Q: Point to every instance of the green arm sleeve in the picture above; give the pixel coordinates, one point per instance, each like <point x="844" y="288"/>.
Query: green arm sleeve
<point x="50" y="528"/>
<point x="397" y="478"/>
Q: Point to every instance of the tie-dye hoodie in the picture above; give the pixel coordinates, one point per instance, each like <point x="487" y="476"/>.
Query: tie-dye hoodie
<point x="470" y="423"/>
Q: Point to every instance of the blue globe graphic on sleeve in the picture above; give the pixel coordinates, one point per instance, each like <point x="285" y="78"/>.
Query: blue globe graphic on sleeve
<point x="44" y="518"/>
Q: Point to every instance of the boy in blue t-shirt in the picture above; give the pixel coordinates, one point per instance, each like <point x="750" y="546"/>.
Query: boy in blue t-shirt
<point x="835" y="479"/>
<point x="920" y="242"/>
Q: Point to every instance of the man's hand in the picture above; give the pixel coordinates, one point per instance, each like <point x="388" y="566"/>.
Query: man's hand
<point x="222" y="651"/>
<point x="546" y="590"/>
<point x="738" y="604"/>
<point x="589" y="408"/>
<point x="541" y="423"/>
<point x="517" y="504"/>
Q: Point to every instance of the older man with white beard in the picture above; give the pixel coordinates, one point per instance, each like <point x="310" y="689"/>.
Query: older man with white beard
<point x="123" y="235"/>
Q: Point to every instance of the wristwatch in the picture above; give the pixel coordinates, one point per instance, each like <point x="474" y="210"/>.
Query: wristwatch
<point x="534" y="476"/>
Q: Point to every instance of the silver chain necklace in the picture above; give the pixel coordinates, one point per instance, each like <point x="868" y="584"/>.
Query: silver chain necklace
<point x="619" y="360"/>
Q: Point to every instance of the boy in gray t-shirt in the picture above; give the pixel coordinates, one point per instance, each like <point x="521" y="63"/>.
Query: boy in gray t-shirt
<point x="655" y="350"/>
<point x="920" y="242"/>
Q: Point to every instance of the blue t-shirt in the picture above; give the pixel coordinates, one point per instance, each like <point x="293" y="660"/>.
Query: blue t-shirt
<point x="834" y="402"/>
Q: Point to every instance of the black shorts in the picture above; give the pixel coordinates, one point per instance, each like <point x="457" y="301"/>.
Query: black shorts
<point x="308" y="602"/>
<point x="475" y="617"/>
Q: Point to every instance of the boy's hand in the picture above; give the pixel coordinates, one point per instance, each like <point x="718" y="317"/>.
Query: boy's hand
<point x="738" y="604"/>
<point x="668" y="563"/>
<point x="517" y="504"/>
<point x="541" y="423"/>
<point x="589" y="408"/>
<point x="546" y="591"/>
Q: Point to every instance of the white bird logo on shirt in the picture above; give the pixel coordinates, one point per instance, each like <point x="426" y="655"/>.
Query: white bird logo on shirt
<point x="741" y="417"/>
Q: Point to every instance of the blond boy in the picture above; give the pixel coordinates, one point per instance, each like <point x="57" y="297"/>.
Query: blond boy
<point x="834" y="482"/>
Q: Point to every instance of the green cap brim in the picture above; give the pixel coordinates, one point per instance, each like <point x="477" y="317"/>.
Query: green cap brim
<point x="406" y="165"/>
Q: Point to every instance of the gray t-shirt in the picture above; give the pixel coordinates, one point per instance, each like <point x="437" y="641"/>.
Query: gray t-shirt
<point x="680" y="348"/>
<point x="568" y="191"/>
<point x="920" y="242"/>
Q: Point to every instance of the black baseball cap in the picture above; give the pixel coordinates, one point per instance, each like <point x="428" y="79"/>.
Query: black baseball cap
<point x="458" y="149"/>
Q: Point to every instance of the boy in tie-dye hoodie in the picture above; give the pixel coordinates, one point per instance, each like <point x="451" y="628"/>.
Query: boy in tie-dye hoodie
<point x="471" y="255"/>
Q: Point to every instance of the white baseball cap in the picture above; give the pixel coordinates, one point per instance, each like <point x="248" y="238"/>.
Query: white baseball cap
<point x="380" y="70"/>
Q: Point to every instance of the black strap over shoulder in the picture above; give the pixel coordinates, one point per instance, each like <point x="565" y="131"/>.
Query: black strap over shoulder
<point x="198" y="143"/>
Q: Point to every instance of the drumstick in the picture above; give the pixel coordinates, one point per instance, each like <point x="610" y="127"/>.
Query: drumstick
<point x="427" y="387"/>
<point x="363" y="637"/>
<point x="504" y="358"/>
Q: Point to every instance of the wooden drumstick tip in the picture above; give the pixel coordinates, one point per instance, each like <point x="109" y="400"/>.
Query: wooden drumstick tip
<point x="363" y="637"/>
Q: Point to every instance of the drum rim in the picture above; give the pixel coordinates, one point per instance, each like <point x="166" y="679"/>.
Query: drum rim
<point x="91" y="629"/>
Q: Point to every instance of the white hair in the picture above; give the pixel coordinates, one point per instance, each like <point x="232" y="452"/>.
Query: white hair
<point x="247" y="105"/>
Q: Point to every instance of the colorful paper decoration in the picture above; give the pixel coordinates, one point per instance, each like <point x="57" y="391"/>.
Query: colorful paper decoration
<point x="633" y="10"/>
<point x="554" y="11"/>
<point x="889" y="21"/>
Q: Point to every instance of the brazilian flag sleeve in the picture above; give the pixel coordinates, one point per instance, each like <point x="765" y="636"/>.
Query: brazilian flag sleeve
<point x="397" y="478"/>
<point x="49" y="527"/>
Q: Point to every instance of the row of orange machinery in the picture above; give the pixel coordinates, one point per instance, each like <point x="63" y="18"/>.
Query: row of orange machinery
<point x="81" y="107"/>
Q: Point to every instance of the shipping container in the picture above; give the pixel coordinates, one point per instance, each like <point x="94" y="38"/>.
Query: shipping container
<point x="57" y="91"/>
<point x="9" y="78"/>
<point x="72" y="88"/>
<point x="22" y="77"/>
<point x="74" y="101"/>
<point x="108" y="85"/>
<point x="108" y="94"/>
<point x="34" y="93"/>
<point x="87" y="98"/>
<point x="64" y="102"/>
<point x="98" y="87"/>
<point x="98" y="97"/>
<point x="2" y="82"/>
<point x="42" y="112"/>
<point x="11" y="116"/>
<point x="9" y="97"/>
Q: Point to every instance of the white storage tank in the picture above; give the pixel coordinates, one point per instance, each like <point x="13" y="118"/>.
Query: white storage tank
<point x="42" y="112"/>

☆ ☆ ☆ ☆

* _Work instruction_
All of the entries above must be quoted exactly.

* _Result below_
Q: Point to every instance of the green arm sleeve in the picture above; give the pixel coordinates, one point per instance, each like <point x="844" y="288"/>.
Query: green arm sleeve
<point x="50" y="528"/>
<point x="397" y="478"/>
Q: Point to every instance of the tie-dye hoodie in the picture above; give the pixel coordinates, one point per instance, each like <point x="487" y="476"/>.
Query: tie-dye hoodie
<point x="470" y="423"/>
Q: Point to every instance of the blue globe graphic on sleeve in the picture above; give the pixel coordinates, one point per instance, each like <point x="285" y="78"/>.
Query: blue globe graphic on sleeve
<point x="44" y="518"/>
Q: Point to every instance of the boy in blue t-shirt in the picture above; give the pixel coordinates, one point per instance, each like <point x="750" y="546"/>.
Query: boy in blue t-shirt
<point x="835" y="479"/>
<point x="920" y="242"/>
Q: Point to every instance of the man's hand in the picture above; give the pixel coordinates, one point per instance, each like <point x="388" y="566"/>.
Query: man's hand
<point x="222" y="651"/>
<point x="546" y="590"/>
<point x="738" y="604"/>
<point x="589" y="408"/>
<point x="541" y="423"/>
<point x="517" y="504"/>
Q: Point to every instance of the older man with white beard in the picture above; give the pixel coordinates, one point per instance, each like <point x="310" y="689"/>.
Query: older man with white beard
<point x="123" y="235"/>
Q: Point to every instance of the wristwatch in the picture above; give the pixel coordinates, one point per instance, each like <point x="474" y="210"/>.
Query: wristwatch
<point x="534" y="476"/>
Q: Point to every instance of the silver chain necklace in the picture above; give the pixel coordinates, one point per instance, each like <point x="868" y="584"/>.
Query: silver chain necklace
<point x="619" y="360"/>
Q: Point to every instance of the boy in gray t-shirt in the picture above; give the pixel coordinates, one point per instance, each like <point x="521" y="63"/>.
Query: boy in gray t-shirt
<point x="655" y="350"/>
<point x="920" y="242"/>
Q: Point to every instance of the blue t-shirt in the picture above; give the pixel coordinates, one point per instance, each like <point x="293" y="660"/>.
Query: blue t-shirt
<point x="834" y="402"/>
Q: Point to every instance of the black shorts in the picture above; give the pixel coordinates, one point per instance, each like <point x="457" y="301"/>.
Query: black shorts
<point x="308" y="602"/>
<point x="475" y="617"/>
Q: Point to every instance of the boy's hand in the picture above; give the pixel coordinates, one point per instance, each like <point x="718" y="317"/>.
Query: boy's hand
<point x="738" y="604"/>
<point x="668" y="563"/>
<point x="517" y="504"/>
<point x="541" y="423"/>
<point x="589" y="408"/>
<point x="546" y="591"/>
Q: Point to every instance of the white bird logo on shirt in the picture above; give the pixel coordinates, one point per instance, each like <point x="426" y="655"/>.
Query: white bird logo on shirt
<point x="741" y="417"/>
Q: Point to every instance of the blond boy in the picture above; give the pixel coordinates, one point per instance, each like <point x="57" y="297"/>.
Query: blond boy
<point x="834" y="482"/>
Q: Point to every instance of the green cap brim in the picture above; give the pixel coordinates, one point per instance, each like <point x="477" y="317"/>.
Query: green cap brim
<point x="406" y="165"/>
Q: Point to every instance of the gray t-shirt in the picture above; give the pixel coordinates, one point per instance, each like <point x="437" y="641"/>.
Query: gray t-shirt
<point x="680" y="348"/>
<point x="568" y="191"/>
<point x="920" y="242"/>
Q: Point to every instance of the black baseball cap in the picture above; give the pixel coordinates, one point per instance, each like <point x="428" y="79"/>.
Query: black baseball cap
<point x="458" y="149"/>
Q: Point to every instance of the boy in tie-dye hoodie in the picture above; give the pixel coordinates, one point per instance, each like <point x="451" y="628"/>.
Query: boy in tie-dye hoodie
<point x="471" y="255"/>
Q: Point to every instance of the white baseball cap in the picture above; give the pixel coordinates, one point per instance, each like <point x="248" y="238"/>.
Query: white baseball cap
<point x="380" y="70"/>
Q: Point to every instance of the black strap over shoulder in the picture above; give the pixel coordinates, one point per instance, each like <point x="565" y="131"/>.
Query: black strap over shoulder
<point x="198" y="143"/>
Q: Point to every instance of the drumstick in the picture above; give the pixel coordinates, one point per instance, each like <point x="610" y="127"/>.
Query: drumstick
<point x="427" y="387"/>
<point x="363" y="637"/>
<point x="504" y="358"/>
Q: Point to every instance of the wooden drumstick tip in the picture above; give the pixel coordinates, one point per instance, each like <point x="109" y="400"/>.
Query: wooden drumstick tip
<point x="363" y="637"/>
Q: Point to every instance of the drum rim in the picture above; give the pixel coordinates, one point per instance, each like <point x="166" y="679"/>.
Query: drum rim
<point x="91" y="629"/>
Q: Point to every instance of the white hair in the picture above; give the pixel coordinates, one point per instance, each like <point x="232" y="452"/>.
Query: white hair
<point x="247" y="105"/>
Q: Point to every instance of the colorful paper decoration in the picture above; give the pixel coordinates, one point per instance, each like <point x="57" y="391"/>.
Query: colorful paper decoration
<point x="633" y="10"/>
<point x="554" y="11"/>
<point x="889" y="21"/>
Q: Point to every instance of the brazilian flag sleeve in the picture above; give the pixel coordinates, one point per instance, each like <point x="765" y="636"/>.
Query: brazilian flag sleeve
<point x="397" y="478"/>
<point x="49" y="527"/>
Q: Point to every instance of the row of orange machinery in the picture above; give the pixel coordinates, one point per instance, each like <point x="63" y="18"/>.
Query: row of orange machinery
<point x="81" y="107"/>
Q: Point to every instance of the shipping container in the picture above; give the pixel coordinates, one point per instance, each like <point x="94" y="38"/>.
Query: shipping container
<point x="57" y="91"/>
<point x="9" y="78"/>
<point x="72" y="88"/>
<point x="22" y="77"/>
<point x="74" y="101"/>
<point x="108" y="85"/>
<point x="108" y="94"/>
<point x="34" y="93"/>
<point x="87" y="98"/>
<point x="64" y="102"/>
<point x="98" y="87"/>
<point x="98" y="97"/>
<point x="2" y="82"/>
<point x="42" y="112"/>
<point x="11" y="116"/>
<point x="9" y="97"/>
Q: Point to every instance of the white storage tank in the picture above; give the pixel coordinates, one point per instance, each like <point x="13" y="118"/>.
Query: white storage tank
<point x="42" y="112"/>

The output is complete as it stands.